### EXERCISE BRIEF
Copy out all of the material below word for word, but leave out the pictures.

### RECORDS FOR PROCESSING

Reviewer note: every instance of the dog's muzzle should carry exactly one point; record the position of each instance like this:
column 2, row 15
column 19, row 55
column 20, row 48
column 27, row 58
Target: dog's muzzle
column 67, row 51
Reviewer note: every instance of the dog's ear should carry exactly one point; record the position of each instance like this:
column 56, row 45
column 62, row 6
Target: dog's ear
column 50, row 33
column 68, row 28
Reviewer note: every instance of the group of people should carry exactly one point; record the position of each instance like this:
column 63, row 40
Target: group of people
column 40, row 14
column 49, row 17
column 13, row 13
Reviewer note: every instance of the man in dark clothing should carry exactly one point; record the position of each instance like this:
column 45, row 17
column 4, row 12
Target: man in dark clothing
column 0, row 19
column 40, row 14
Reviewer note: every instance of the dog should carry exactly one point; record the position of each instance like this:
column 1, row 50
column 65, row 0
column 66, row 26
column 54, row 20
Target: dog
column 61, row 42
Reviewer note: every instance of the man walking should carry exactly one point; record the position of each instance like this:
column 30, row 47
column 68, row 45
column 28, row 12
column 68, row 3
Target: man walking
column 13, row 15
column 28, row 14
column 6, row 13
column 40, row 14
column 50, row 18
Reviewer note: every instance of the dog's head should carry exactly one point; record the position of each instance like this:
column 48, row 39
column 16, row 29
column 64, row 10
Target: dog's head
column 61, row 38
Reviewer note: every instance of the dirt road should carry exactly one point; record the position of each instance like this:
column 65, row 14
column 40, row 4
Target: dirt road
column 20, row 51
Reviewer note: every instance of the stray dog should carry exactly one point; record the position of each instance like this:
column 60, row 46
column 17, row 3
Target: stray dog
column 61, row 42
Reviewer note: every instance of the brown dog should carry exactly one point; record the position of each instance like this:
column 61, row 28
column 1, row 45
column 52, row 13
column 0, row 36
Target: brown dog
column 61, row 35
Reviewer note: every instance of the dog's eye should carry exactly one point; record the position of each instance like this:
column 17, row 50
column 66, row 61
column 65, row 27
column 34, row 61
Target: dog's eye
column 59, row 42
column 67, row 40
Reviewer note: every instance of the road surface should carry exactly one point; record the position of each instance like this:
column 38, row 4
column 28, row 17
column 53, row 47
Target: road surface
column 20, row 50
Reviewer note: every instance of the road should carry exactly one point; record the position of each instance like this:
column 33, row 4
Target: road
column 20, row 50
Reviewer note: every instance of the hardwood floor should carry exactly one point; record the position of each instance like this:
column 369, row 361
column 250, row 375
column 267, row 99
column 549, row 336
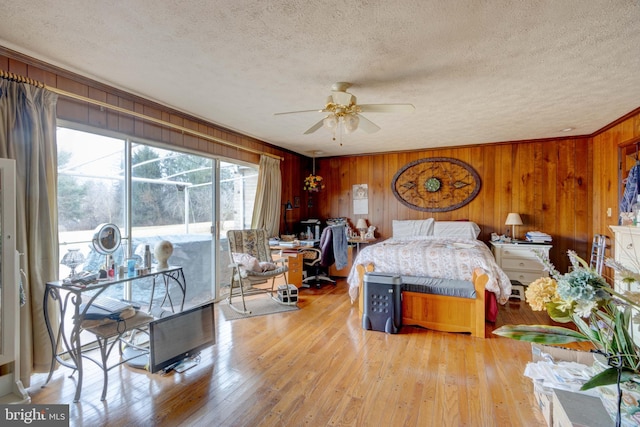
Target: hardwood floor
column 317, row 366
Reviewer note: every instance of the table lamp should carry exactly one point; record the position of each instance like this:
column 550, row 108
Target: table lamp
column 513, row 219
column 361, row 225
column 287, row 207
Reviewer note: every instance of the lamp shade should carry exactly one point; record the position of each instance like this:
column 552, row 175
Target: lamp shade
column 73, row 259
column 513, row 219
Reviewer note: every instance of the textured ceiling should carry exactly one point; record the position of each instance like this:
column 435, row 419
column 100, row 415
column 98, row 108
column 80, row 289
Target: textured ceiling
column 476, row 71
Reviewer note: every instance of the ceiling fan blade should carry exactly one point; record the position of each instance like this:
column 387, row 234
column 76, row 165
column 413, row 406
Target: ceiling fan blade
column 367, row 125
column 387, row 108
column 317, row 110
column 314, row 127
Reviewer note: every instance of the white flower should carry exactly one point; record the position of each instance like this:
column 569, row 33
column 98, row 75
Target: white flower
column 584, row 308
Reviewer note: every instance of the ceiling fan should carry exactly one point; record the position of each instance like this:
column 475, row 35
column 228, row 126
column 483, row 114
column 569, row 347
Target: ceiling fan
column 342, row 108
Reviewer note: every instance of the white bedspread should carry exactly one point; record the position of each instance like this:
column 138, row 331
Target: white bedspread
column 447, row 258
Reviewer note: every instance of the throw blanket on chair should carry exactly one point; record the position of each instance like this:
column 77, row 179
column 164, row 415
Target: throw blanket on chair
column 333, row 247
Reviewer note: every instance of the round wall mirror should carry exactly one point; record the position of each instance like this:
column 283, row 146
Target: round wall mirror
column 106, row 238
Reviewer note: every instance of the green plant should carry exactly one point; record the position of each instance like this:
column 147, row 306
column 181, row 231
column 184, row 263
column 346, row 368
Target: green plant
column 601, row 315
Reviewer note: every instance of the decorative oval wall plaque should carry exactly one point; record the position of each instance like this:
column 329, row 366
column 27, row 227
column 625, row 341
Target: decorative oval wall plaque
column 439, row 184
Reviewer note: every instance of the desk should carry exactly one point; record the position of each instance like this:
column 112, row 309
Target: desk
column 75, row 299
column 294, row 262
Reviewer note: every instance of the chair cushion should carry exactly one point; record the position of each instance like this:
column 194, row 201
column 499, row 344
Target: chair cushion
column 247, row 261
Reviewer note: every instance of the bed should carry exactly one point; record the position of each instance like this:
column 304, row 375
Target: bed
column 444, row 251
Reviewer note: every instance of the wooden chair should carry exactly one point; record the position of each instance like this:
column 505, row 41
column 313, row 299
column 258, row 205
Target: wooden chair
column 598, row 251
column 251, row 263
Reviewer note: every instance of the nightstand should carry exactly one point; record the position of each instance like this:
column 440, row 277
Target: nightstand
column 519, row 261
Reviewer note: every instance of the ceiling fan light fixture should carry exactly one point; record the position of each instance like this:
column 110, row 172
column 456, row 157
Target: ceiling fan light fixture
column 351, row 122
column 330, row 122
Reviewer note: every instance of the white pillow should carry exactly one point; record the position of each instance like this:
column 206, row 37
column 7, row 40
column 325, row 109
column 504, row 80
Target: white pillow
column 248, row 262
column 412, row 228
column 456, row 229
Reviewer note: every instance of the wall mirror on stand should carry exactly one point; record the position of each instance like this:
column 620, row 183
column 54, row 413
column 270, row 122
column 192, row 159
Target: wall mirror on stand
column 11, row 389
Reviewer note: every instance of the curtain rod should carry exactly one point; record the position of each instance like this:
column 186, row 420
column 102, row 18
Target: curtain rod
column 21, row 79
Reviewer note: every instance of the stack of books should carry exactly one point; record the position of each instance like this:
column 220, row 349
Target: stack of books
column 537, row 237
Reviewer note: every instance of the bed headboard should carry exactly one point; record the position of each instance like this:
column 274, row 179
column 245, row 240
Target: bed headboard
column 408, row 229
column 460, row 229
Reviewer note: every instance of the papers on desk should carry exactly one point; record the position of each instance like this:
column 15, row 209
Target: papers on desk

### RIGHT ANSWER
Reviewer note: every instance of the dog's muzzle should carry exactly one point; record the position of each instance like this:
column 2, row 15
column 19, row 55
column 20, row 48
column 27, row 58
Target: dog's muzzle
column 67, row 51
Reviewer note: every instance of the dog's ear should carry exactly one point; record the position of each instance like this:
column 56, row 45
column 62, row 6
Target: dog's ear
column 50, row 33
column 68, row 28
Reviewer note: every instance of the group of people should carry exactly one point; record the position of each instance like this:
column 63, row 40
Target: group of people
column 40, row 14
column 49, row 17
column 13, row 13
Reviewer note: every instance of the man in dark clothing should carry exactly one point; record the position of each instance like this:
column 45, row 17
column 4, row 12
Target: man in dark clothing
column 0, row 19
column 40, row 14
Reviewer note: every instance of the dog should carry exactly one point; record the position of each instance like this:
column 1, row 50
column 65, row 0
column 66, row 26
column 54, row 20
Target: dog
column 61, row 42
Reviewer note: every instance of the man walking should carry exactly one point; record the position of each instance like this:
column 30, row 47
column 68, row 45
column 28, row 12
column 68, row 3
Target: man walking
column 13, row 15
column 28, row 14
column 6, row 13
column 40, row 14
column 50, row 18
Reviewer note: every instance of the dog's head should carry exactly one point; record the position of each instance like this:
column 48, row 39
column 16, row 29
column 64, row 10
Target: dog's head
column 61, row 38
Reviewer note: every instance of the dirt road should carry exactly one point; record the position of each instance like this:
column 65, row 14
column 40, row 4
Target: dirt road
column 20, row 51
Reviewer note: every instance of the stray dog should carry exactly one point; record the position of each instance like this:
column 60, row 46
column 17, row 3
Target: stray dog
column 61, row 42
Reviewer note: every instance of the brown dog should carry exactly one point; record the position of each instance like this:
column 61, row 28
column 1, row 45
column 52, row 13
column 0, row 36
Target: brown dog
column 61, row 35
Reviewer note: every instance of the dog's eye should carry exactly one point; record the position of each instance like this:
column 17, row 50
column 66, row 61
column 65, row 27
column 34, row 61
Target: dog's eye
column 59, row 42
column 67, row 40
Reviewer note: every instance of the road surface should carry exactly one point; record the position of each instance like this:
column 38, row 4
column 28, row 17
column 53, row 47
Target: road surface
column 20, row 50
Reviewer note: every instance of the road should carry exactly one point; record the position of each instance like this:
column 33, row 4
Target: road
column 20, row 50
Reviewer note: every instance of the hardwood floor should carry exactly one point; record the position of each instance like this:
column 369, row 361
column 250, row 375
column 267, row 99
column 549, row 336
Target: hardwood floor
column 317, row 366
Reviewer note: every instance of the table lamp should carry exactly one point; record the position of each instance like this:
column 550, row 108
Target: table lamp
column 513, row 219
column 361, row 225
column 287, row 207
Reviewer note: every instance of the lamp shade should carry exactly one point; record the position of each instance like this:
column 552, row 175
Target: lamp shade
column 73, row 259
column 513, row 219
Reviewer note: every instance of the textured ceiling should carry exactly one point; record the position of each instance like this:
column 435, row 419
column 100, row 415
column 98, row 108
column 80, row 289
Target: textured ceiling
column 476, row 71
Reviewer note: every instance of the ceiling fan blade should carry exactly one point; record the position of each instance like this:
column 387, row 234
column 76, row 165
column 413, row 406
Target: ceiling fan blade
column 367, row 125
column 387, row 108
column 317, row 110
column 314, row 127
Reviewer note: every instance of the white flower should carry exactly one point; record the position of each instance like this:
column 569, row 33
column 98, row 75
Target: white flower
column 584, row 308
Reviewer note: every instance of the ceiling fan should carry exactly one point; record the position of each instance like this:
column 475, row 35
column 228, row 126
column 483, row 114
column 569, row 347
Target: ceiling fan
column 342, row 108
Reviewer note: every instance of the white bedspread should carry exactly one point; record the position of each instance like this:
column 138, row 331
Target: white bedspread
column 447, row 258
Reviewer note: every instance of the throw blanket on chair should carry exactly one point; record the position of each instance like this:
column 77, row 179
column 164, row 415
Target: throw blanket on chair
column 333, row 247
Reviewer note: every instance of the round wall mirror should carry exactly one point; record the position of each instance like this:
column 283, row 146
Target: round wall mirror
column 106, row 238
Reviewer note: every instance of the green plant should carry exactly one point; record the position of each instance like this:
column 147, row 306
column 181, row 231
column 184, row 263
column 346, row 368
Target: green plant
column 601, row 315
Reviewer note: every instance of the decorative oval wall plaque should carry exactly one point; record the position of each instance like this:
column 329, row 366
column 27, row 227
column 625, row 341
Target: decorative oval wall plaque
column 439, row 184
Reviewer note: every instance of the desk should carry exactly one point; record the position of each instance like this:
column 112, row 309
Target: desk
column 75, row 299
column 294, row 262
Reviewer note: every instance of the chair cushion should carry exactly one point; record the position of each instance like this:
column 194, row 201
column 499, row 344
Target: chair cushion
column 247, row 261
Reviewer note: every instance of the bed should carry exactly one point; record the position of each instance like this:
column 304, row 375
Target: bed
column 444, row 251
Reviewer note: every instance of the wooden chair should carry exactly one point; record the position of each instance like this:
column 505, row 41
column 313, row 299
column 258, row 205
Target: wooden chair
column 598, row 251
column 251, row 263
Reviewer note: every instance of the nightstand should carry exactly one point; record the position of each instance like this:
column 440, row 277
Target: nightstand
column 519, row 261
Reviewer note: every instance of the ceiling fan light fixture should carry exactly one point; record the position of each instance like this:
column 110, row 172
column 456, row 157
Target: ceiling fan light fixture
column 351, row 122
column 330, row 122
Reviewer note: every instance of the white pillow should carry exactly one point; record the position of each instance like this:
column 206, row 37
column 7, row 40
column 325, row 109
column 504, row 80
Target: white pillow
column 248, row 262
column 412, row 228
column 456, row 229
Reviewer note: every instance of the wall mirror on stand should carry exactly one point; record the position of each instance like this:
column 620, row 183
column 54, row 413
column 270, row 122
column 192, row 159
Target: wall mirror on stand
column 11, row 389
Reviewer note: every instance of the curtain rod should carry exactly one point; record the position of each instance like this:
column 186, row 420
column 102, row 18
Target: curtain rod
column 21, row 79
Reviewer note: every instance of the stack of books should carry exactly one point; record the position of each instance like this:
column 220, row 349
Target: stack of books
column 537, row 237
Reviewer note: every instance of the bed headboard should carry exactly one point; record the position of each instance like this:
column 274, row 179
column 245, row 240
Target: bed headboard
column 408, row 229
column 460, row 229
Reviewer note: every instance of the papers on desk should carry exactly one point; record the position of each instance like this:
column 15, row 209
Target: papers on desk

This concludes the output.